Task requirements: From the first record to the last, write each one out again exactly.

Material to process:
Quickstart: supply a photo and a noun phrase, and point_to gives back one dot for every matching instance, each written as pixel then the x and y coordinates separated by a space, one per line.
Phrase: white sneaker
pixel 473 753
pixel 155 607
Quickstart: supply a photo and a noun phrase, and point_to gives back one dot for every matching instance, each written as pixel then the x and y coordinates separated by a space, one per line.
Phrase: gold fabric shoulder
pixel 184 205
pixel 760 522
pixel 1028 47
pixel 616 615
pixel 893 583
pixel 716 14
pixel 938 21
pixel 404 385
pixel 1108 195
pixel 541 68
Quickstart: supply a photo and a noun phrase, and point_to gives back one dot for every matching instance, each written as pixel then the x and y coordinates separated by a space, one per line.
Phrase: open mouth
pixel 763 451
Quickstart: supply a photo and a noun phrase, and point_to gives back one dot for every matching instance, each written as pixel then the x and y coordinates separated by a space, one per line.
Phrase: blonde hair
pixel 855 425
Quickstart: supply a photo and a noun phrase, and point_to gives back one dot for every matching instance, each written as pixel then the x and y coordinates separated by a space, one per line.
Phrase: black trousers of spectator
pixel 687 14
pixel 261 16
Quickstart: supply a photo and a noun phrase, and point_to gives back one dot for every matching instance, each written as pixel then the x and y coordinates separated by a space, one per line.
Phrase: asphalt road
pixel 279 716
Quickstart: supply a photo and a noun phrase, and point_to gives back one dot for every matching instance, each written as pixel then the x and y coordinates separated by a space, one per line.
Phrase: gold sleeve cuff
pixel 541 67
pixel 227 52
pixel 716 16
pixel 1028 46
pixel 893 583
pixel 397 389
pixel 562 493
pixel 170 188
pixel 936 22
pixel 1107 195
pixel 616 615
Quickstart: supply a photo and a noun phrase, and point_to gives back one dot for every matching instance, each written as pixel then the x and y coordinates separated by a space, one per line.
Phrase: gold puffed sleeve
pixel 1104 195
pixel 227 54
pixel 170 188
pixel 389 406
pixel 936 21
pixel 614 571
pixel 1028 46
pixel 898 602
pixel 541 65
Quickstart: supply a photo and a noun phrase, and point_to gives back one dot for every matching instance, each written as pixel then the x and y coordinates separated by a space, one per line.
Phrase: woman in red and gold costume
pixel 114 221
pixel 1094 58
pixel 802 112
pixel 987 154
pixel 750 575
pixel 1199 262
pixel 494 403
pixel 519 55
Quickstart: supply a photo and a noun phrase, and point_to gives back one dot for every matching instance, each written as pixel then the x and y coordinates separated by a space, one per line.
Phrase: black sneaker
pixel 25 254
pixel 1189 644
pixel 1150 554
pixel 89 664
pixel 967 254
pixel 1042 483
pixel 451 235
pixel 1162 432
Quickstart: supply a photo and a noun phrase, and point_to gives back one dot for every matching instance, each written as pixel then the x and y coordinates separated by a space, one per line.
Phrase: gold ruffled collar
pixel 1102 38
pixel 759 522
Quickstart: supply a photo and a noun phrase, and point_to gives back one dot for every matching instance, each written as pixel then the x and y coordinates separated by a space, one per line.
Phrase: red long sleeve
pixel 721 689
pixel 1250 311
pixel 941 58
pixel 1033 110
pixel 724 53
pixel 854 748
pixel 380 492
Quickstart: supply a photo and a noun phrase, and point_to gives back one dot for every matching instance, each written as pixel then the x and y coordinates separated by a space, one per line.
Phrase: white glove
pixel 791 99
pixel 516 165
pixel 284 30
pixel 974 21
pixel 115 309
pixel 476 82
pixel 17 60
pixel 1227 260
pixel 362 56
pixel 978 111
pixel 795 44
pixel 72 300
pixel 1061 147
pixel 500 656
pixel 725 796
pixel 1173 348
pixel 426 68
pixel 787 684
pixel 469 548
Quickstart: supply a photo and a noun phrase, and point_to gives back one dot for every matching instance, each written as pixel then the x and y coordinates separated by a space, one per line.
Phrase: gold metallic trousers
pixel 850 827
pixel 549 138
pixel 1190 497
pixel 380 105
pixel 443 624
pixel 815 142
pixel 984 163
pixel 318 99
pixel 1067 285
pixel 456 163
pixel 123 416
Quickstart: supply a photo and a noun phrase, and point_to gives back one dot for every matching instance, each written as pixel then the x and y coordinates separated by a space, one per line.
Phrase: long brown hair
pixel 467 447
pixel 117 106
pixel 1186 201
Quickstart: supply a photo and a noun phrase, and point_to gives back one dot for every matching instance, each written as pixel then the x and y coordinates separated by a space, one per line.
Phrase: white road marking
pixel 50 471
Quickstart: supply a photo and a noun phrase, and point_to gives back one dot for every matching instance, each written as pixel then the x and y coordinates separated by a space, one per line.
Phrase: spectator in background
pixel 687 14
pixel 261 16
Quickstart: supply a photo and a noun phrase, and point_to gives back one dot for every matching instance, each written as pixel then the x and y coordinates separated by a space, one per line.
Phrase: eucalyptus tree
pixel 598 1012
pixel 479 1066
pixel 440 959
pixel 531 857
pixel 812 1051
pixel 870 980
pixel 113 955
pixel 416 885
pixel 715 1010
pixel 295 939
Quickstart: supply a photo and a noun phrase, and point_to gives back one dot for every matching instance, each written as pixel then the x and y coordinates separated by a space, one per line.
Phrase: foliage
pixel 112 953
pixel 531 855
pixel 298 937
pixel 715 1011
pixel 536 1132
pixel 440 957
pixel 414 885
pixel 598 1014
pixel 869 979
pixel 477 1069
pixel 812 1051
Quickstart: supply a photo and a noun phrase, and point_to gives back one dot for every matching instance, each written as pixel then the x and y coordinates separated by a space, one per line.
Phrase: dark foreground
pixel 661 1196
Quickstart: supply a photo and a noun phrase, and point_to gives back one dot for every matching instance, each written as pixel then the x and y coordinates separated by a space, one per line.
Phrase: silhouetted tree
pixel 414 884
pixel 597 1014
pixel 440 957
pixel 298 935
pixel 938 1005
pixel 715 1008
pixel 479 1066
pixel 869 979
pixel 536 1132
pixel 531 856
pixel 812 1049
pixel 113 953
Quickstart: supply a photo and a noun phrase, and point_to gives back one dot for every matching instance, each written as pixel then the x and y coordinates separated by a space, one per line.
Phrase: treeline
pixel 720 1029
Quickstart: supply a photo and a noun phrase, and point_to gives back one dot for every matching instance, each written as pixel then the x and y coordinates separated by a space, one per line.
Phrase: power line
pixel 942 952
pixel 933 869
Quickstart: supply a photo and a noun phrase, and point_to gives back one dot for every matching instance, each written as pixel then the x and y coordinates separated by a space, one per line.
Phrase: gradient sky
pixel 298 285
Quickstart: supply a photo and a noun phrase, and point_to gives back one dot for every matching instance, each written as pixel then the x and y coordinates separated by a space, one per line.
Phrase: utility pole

Worked solution:
Quickstart: supply a photo and a noun phrase, and point_to gives back one dot for every matching instance, each written as pixel then the x and y coordinates separated by a space, one per line.
Phrase: white sneaker
pixel 473 753
pixel 155 607
Quickstart: supply a photo and a noun phrase, and point_to gives back one dot for every matching instance, each written as pixel then the x and y coordinates separated by a space, one per line.
Phrase: gold fabric shoulder
pixel 184 205
pixel 760 522
pixel 1028 47
pixel 616 615
pixel 893 583
pixel 716 14
pixel 938 21
pixel 404 385
pixel 1108 195
pixel 541 68
Quickstart: supply a photo and a noun phrase, and point_to gives back one dot for every matching instance, each written as pixel then the x and y coordinates separated by a space, one per line.
Phrase: open mouth
pixel 763 451
Quickstart: supply a photo and a noun phrase, and point_to gives back one dot for every matching instance, each written as pixel then the x and y coordinates separated by a space, one per line.
Phrase: blonde hair
pixel 855 425
Quickstart: supply a photo and a noun phrase, and point_to gives back one dot for every matching instance, each written as pixel then the x and y coordinates separated by a space, one per line.
Phrase: black trousers of spectator
pixel 687 14
pixel 261 16
Quickstart: supply a photo and a noun phrase, and point_to gives back one dot for every matching instance, each written as pixel then the x and y coordinates separated by a space, one per line.
Phrase: asphalt road
pixel 279 716
Quickstart: supply a photo and a noun phrase, and point_to gives back one dot for every matching instance, each written as pixel then the x and y coordinates separated by a space, one per line.
Phrase: gold sleeve cuff
pixel 541 67
pixel 227 52
pixel 716 16
pixel 1028 46
pixel 893 583
pixel 397 389
pixel 562 493
pixel 170 188
pixel 936 22
pixel 1107 195
pixel 616 615
Quickstart: supply a photo and a noun phrase, and point_to gives back one dot for every matching instance, each written as pixel then the x and y coordinates separated by a space, one per line.
Phrase: gold puffed sleeve
pixel 1104 195
pixel 227 54
pixel 170 188
pixel 389 406
pixel 936 21
pixel 614 571
pixel 1028 46
pixel 898 602
pixel 541 65
Quickstart: supply a photo and a noun phrase, and point_to gives back one dot for every matching instance, each written as pixel then the x and y coordinates separated by a space, one per line.
Phrase: woman in red and gold costume
pixel 114 221
pixel 1094 58
pixel 802 112
pixel 987 154
pixel 750 575
pixel 1199 262
pixel 494 403
pixel 519 55
Quickstart: supply a photo and a noun phrase, and point_to gives back one dot for every matching instance, each written as pixel then the x and y coordinates separated by a space, one per line.
Phrase: black sneaker
pixel 25 254
pixel 1189 644
pixel 1150 554
pixel 89 664
pixel 967 254
pixel 1042 483
pixel 451 235
pixel 1162 432
Quickstart: supply a photo and a noun phrase, and point_to gives back one dot for every matching instance, each written as pixel then the x and y coordinates separated by a space, one per line.
Phrase: gold ruffled collar
pixel 1102 38
pixel 759 522
Quickstart: supply a photo and a noun phrase, and point_to gives back one dot for every matching instance, each written as pixel then the x and y coordinates separated by a space, one per line.
Phrase: red long sleeve
pixel 721 689
pixel 1250 311
pixel 941 58
pixel 1033 110
pixel 724 53
pixel 854 748
pixel 380 492
Quickstart: supply a photo and a noun phrase, and point_to gives back one dot for every matching instance, each written as pixel then the x and y coordinates separated by a space, one per line.
Phrase: white glove
pixel 791 99
pixel 516 165
pixel 284 30
pixel 974 21
pixel 115 309
pixel 476 82
pixel 17 60
pixel 1227 260
pixel 362 56
pixel 978 111
pixel 795 44
pixel 72 300
pixel 1061 147
pixel 500 656
pixel 725 796
pixel 1173 348
pixel 426 68
pixel 787 684
pixel 469 548
Quickstart: supply a photo and a noun phrase, and point_to gives back one dot for every matching instance, each written as pixel then the x and y coordinates separated by a space, one per line.
Phrase: gold metallic trousers
pixel 850 827
pixel 549 138
pixel 1190 497
pixel 380 105
pixel 443 624
pixel 815 142
pixel 984 163
pixel 318 99
pixel 1067 285
pixel 456 163
pixel 123 416
Quickstart: supply a photo and a noun phrase, and point_to gives back one dot for every matching instance, each written as pixel then the x and y coordinates separated by a space, one per line.
Phrase: long brown hair
pixel 467 447
pixel 117 106
pixel 1186 201
Quickstart: supply a photo and a noun phrase, and point_to gives back one dot for every matching instance, each written as pixel then the x and y coordinates separated by a space, one per line.
Phrase: white road marking
pixel 50 471
Quickstart: supply a photo and a noun phrase, and point_to gives back one dot for every matching instance, each written as pixel then the x and y coordinates separated by a space, one per line.
Phrase: spectator in background
pixel 687 14
pixel 261 16
Quickstart: supply a photo and a noun phrase, and point_to gives back one dot for every matching instance, each written as pixel then the x and y coordinates separated by a space, one per line.
Phrase: eucalyptus tree
pixel 598 1012
pixel 479 1066
pixel 440 959
pixel 531 857
pixel 812 1051
pixel 870 980
pixel 113 955
pixel 416 885
pixel 715 1010
pixel 295 939
Quickstart: supply a photo and a noun phrase, and point_to gives back one dot for every matching instance, each written as pixel then the x and y coordinates separated by a space, one per line.
Phrase: foliage
pixel 112 953
pixel 531 855
pixel 298 937
pixel 715 1011
pixel 536 1132
pixel 440 957
pixel 414 885
pixel 598 1014
pixel 869 979
pixel 477 1069
pixel 812 1051
Quickstart: supply a photo and a noun phrase, and point_to gives back one dot for every matching instance, each written as pixel then the x and y coordinates separated by a space, one per line.
Phrase: dark foreground
pixel 661 1196
Quickstart: supply a photo and a noun phrase, and point_to gives back one dot for every matching instance, each written as pixel then the x and y coordinates separated by a space, one per line.
Phrase: silhouetted tree
pixel 414 884
pixel 597 1014
pixel 440 957
pixel 298 935
pixel 938 1005
pixel 715 1008
pixel 479 1066
pixel 869 979
pixel 536 1132
pixel 531 856
pixel 812 1049
pixel 113 953
Quickstart: supply a photo and a noun phrase, and point_to gives back one dot for every matching instance, each written as pixel then the x and y coordinates separated by a space, one per line.
Phrase: treeline
pixel 720 1029
Quickstart: supply a photo and a noun phrase, and point_to gives back one dot for every matching instance, each written as pixel then the x and y coordinates separated by a space, one per line.
Phrase: power line
pixel 942 952
pixel 933 869
Quickstart: supply a photo and a noun phrase, and point_to gives back one dot for every matching instance, each written as pixel then the x and y coordinates separated by a space, one per line.
Phrase: gradient sky
pixel 298 285
Quickstart: supply a photo and a noun phrase, and point_to gives back one dot for every matching instance, each written as pixel then the x and y coordinates separated by a space, one per line.
Phrase: utility pole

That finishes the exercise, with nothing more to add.